▶ _The task_
Among the entries that follow, how many lines contain the string "below"? Write the number alone.

[Collected data entries]
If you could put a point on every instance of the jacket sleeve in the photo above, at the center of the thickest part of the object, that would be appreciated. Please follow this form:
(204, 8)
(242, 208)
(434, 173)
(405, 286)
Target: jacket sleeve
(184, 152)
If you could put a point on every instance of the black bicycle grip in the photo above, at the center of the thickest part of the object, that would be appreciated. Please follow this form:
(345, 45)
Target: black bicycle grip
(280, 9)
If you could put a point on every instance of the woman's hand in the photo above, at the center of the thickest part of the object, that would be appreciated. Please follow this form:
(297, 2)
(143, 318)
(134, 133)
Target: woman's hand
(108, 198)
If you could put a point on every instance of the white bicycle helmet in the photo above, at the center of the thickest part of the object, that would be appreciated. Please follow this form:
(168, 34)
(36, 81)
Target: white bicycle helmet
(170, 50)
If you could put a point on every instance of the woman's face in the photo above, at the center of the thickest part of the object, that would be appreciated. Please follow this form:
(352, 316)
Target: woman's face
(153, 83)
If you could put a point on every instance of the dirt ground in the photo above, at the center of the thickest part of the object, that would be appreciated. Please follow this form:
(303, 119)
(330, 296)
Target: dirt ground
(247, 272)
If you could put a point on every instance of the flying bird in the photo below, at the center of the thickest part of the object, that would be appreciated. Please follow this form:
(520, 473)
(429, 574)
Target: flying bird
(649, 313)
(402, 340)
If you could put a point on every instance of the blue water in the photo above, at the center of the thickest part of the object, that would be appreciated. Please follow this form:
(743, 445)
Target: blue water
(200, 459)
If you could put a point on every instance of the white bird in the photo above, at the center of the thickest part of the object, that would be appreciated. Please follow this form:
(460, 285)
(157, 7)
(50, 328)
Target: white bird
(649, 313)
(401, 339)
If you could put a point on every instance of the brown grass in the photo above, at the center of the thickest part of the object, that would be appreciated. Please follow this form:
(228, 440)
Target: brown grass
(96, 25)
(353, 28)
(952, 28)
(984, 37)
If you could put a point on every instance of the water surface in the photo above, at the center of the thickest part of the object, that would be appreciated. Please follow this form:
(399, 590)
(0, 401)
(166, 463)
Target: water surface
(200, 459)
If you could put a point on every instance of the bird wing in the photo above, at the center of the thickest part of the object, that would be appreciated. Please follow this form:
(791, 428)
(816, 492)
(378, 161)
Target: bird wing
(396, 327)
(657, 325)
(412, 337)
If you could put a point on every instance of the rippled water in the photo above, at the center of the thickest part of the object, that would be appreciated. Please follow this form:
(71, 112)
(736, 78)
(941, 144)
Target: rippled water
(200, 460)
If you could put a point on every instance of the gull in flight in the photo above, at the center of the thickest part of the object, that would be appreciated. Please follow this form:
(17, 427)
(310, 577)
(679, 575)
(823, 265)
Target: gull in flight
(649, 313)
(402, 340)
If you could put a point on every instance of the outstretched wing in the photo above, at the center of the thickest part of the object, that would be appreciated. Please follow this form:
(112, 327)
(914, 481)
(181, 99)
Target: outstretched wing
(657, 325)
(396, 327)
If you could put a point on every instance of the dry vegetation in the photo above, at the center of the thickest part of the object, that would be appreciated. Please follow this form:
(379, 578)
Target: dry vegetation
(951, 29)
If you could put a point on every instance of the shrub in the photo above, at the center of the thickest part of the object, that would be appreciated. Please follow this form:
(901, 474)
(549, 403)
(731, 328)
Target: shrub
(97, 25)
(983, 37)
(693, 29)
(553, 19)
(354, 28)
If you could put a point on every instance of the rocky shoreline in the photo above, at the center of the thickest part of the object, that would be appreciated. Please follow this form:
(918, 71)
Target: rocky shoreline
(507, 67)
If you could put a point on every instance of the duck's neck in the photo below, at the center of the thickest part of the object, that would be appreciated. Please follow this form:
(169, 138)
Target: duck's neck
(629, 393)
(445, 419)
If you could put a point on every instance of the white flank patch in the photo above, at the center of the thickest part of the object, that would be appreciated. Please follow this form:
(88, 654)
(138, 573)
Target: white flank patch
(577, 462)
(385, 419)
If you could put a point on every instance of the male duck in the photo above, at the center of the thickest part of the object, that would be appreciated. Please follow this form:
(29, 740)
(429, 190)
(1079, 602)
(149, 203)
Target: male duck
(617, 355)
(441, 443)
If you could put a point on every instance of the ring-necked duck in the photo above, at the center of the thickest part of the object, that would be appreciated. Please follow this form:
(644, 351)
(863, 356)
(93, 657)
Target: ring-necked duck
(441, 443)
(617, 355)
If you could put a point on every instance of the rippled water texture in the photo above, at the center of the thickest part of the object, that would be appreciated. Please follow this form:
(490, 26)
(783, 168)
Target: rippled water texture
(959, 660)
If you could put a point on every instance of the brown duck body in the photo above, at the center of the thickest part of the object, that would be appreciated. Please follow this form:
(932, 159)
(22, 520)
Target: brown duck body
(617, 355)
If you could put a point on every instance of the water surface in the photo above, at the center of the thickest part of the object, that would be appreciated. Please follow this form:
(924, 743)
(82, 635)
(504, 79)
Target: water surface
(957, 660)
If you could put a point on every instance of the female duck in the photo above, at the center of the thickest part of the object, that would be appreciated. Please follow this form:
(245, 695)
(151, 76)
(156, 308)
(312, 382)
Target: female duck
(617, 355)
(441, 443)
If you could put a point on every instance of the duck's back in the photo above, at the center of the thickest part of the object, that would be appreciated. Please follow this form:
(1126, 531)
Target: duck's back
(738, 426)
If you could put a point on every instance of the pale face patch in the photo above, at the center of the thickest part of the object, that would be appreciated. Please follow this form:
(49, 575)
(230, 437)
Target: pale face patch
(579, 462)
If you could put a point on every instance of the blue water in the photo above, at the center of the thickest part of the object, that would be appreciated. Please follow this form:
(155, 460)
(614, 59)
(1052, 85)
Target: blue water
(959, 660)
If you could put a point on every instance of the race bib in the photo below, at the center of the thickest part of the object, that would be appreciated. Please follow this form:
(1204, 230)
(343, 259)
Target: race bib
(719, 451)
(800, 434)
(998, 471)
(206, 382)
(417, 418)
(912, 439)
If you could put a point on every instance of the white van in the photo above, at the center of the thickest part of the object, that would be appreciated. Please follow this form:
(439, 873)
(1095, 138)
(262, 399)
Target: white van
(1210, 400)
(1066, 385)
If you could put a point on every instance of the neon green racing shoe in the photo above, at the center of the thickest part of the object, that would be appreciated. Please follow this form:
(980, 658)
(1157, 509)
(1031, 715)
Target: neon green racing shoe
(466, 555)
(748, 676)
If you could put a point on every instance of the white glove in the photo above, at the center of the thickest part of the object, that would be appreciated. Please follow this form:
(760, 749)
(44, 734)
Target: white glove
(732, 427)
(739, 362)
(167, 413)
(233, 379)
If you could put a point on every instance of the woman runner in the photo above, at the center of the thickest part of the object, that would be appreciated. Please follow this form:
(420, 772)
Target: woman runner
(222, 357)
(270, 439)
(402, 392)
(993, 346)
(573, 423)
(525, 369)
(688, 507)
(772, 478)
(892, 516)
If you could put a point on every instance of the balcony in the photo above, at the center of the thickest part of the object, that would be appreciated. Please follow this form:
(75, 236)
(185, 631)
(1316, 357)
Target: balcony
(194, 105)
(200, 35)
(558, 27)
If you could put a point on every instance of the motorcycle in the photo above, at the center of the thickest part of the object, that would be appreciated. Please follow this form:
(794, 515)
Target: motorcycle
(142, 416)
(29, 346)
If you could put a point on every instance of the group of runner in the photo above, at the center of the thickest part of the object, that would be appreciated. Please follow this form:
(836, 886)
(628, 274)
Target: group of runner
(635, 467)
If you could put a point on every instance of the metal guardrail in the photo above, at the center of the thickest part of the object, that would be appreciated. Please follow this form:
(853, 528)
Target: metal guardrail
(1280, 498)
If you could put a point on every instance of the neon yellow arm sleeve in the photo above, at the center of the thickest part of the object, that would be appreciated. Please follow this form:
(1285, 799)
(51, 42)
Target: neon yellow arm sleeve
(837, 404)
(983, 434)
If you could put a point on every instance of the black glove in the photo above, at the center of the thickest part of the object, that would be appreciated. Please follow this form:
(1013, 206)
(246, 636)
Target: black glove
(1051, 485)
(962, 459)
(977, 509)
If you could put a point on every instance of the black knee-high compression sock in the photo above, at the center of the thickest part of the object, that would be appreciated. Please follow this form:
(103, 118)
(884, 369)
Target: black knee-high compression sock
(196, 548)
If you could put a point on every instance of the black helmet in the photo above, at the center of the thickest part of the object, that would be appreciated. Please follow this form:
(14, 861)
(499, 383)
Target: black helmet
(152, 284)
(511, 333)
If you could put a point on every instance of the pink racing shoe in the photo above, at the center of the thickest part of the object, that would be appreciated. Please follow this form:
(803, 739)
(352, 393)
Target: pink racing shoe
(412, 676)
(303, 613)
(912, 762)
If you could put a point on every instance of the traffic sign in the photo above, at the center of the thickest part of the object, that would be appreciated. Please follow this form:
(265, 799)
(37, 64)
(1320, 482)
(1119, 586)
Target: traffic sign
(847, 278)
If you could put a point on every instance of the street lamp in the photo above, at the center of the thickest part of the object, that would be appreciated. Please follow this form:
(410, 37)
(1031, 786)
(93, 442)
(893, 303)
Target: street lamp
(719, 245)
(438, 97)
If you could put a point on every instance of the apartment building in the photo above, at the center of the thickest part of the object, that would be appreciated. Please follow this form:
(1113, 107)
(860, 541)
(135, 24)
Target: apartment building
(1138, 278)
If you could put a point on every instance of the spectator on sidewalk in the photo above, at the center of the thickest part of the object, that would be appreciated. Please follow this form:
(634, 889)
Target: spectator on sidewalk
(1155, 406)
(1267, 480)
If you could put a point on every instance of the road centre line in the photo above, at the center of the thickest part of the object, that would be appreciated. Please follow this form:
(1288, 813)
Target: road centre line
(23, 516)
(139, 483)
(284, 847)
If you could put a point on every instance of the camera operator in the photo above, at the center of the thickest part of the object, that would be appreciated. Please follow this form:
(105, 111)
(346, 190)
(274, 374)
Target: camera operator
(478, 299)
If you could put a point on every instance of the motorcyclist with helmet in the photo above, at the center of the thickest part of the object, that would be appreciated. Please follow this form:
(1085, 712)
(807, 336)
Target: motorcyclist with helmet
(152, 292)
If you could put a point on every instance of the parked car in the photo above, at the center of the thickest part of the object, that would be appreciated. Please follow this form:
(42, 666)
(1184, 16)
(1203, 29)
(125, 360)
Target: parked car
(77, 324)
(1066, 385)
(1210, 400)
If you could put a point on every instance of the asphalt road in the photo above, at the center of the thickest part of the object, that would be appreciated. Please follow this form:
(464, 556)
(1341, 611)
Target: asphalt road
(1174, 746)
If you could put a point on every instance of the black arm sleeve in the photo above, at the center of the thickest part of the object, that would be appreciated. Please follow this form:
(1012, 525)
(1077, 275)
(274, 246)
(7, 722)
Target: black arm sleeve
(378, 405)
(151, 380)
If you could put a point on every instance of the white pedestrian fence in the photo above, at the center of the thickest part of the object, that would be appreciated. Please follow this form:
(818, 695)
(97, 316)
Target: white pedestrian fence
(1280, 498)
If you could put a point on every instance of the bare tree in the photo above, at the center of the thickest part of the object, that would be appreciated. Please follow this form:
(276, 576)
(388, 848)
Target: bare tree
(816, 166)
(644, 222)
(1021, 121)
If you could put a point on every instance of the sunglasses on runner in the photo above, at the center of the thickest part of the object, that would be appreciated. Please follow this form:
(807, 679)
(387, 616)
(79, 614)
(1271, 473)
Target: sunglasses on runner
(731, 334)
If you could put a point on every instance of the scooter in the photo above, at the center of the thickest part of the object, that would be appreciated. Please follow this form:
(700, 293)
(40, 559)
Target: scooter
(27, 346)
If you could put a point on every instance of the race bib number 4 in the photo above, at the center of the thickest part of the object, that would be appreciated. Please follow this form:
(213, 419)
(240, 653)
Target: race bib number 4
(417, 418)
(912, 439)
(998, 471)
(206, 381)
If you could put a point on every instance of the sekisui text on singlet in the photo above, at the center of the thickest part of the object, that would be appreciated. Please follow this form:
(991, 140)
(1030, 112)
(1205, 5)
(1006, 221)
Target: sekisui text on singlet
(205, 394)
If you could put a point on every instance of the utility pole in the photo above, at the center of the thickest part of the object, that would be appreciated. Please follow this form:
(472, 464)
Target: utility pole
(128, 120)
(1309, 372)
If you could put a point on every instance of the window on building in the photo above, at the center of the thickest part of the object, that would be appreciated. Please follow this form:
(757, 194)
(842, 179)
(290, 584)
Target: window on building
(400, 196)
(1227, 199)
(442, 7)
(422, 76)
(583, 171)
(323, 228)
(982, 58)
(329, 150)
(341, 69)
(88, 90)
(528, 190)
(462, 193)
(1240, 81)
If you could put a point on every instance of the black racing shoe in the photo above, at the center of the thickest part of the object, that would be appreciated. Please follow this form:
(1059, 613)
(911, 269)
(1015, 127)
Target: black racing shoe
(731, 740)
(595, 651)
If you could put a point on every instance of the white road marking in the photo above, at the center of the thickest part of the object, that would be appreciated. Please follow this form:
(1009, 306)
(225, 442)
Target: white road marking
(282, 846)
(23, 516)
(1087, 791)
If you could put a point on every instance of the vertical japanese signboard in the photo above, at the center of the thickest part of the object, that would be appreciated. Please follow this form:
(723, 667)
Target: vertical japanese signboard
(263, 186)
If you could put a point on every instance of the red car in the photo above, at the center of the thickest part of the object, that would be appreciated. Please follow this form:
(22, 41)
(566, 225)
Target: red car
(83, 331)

▶ _Response to the exercise_
3